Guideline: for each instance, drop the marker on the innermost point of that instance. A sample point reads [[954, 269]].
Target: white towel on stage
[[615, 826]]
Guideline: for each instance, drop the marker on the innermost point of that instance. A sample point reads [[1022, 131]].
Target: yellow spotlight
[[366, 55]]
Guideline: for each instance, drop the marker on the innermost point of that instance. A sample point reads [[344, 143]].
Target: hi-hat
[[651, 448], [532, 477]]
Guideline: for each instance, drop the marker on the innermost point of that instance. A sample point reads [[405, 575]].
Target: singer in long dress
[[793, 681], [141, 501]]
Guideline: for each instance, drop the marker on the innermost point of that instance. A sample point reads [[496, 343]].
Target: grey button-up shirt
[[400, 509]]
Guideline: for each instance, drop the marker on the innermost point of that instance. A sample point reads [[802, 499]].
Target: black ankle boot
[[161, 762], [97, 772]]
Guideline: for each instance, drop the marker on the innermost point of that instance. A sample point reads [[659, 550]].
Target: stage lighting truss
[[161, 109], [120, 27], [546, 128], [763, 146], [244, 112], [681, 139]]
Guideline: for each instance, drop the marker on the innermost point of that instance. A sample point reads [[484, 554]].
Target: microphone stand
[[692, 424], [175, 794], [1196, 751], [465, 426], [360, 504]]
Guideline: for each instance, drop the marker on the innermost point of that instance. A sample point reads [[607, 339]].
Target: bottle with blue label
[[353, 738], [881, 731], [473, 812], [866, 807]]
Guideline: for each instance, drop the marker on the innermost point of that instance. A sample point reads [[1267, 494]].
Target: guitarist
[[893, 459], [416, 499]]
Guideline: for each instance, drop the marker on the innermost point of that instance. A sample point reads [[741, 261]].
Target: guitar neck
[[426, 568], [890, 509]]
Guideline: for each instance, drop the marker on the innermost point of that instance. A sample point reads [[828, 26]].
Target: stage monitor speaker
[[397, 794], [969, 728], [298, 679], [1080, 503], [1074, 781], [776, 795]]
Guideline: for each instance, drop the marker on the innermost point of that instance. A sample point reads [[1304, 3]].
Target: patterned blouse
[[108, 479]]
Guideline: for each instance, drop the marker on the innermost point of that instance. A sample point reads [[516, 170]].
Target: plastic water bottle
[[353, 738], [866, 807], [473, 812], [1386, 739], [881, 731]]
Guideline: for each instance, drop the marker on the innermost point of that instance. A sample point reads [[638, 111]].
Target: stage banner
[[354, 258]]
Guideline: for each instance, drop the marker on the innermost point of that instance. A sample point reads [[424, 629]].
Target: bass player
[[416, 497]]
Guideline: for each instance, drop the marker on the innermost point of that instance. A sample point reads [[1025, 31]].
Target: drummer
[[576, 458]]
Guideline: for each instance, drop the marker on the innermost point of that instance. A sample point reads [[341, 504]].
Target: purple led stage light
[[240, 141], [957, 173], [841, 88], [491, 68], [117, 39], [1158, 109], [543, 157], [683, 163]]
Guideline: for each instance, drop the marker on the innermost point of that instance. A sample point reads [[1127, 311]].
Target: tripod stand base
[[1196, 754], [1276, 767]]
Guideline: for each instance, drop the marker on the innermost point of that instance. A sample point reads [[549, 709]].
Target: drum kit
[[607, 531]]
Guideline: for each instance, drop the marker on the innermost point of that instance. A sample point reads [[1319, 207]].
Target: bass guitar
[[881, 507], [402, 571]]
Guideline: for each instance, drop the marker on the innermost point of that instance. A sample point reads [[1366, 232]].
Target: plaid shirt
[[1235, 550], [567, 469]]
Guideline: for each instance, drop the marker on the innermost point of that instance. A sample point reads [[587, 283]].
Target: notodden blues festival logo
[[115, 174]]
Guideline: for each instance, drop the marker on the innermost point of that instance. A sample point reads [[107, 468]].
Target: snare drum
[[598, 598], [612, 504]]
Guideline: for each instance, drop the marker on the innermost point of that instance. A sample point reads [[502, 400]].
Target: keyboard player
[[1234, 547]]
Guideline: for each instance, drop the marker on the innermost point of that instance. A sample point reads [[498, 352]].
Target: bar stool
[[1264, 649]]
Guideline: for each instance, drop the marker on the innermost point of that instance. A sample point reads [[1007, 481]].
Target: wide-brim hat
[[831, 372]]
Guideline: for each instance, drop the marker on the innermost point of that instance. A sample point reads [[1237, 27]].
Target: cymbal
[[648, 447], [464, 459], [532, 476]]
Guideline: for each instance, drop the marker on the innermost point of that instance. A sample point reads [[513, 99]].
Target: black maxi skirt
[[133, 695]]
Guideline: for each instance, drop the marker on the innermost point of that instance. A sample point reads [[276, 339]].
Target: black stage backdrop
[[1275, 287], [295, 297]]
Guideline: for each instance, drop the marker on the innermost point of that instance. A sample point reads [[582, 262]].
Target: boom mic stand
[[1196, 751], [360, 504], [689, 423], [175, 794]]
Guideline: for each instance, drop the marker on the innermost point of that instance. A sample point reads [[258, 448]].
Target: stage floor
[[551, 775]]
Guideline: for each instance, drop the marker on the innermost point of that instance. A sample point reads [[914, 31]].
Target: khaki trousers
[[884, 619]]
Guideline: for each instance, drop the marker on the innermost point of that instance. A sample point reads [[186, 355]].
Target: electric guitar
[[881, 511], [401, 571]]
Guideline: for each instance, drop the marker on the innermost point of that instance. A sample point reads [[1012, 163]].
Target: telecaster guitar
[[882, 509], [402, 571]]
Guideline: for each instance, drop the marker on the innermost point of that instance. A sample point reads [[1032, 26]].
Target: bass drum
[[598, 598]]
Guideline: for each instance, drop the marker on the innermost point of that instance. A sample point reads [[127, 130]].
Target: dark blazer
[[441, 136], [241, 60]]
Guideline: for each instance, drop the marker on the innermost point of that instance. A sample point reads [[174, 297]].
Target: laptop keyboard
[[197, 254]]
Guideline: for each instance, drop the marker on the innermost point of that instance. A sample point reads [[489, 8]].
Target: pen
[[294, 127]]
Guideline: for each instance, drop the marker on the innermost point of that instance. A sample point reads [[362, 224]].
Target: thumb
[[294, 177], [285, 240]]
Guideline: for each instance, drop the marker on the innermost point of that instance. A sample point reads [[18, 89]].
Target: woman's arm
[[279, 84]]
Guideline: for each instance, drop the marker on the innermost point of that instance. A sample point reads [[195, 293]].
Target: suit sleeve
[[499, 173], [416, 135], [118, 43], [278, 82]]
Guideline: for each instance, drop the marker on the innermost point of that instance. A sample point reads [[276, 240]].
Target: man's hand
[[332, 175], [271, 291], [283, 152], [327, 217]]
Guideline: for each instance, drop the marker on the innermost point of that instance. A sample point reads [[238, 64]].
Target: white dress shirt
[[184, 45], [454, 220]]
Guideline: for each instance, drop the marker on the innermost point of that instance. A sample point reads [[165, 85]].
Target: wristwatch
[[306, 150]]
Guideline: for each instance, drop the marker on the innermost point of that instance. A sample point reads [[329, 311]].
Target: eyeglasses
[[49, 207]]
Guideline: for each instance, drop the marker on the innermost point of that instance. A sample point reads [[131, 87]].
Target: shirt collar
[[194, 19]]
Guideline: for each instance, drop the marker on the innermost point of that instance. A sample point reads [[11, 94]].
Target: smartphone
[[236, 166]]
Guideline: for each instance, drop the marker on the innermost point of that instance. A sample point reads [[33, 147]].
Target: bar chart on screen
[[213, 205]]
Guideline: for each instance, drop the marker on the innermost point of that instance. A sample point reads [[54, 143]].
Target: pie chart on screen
_ _ _ _ _ _ _
Please put the records above, starting with the line that contains "reads [[1267, 494]]." and going on through the line that contains "[[893, 459], [416, 499]]", into a two-column CSV headed instruction and answer, one row per record. Wrap each field in quotation marks and replace any line breaks inside a field with spaces.

- _REPLY_
instruction,answer
"Guideline: for each instance, drop the marker on the innermost point of that instance. A sample point reads [[1267, 494]]. Target: guitarist","[[893, 459], [416, 499]]"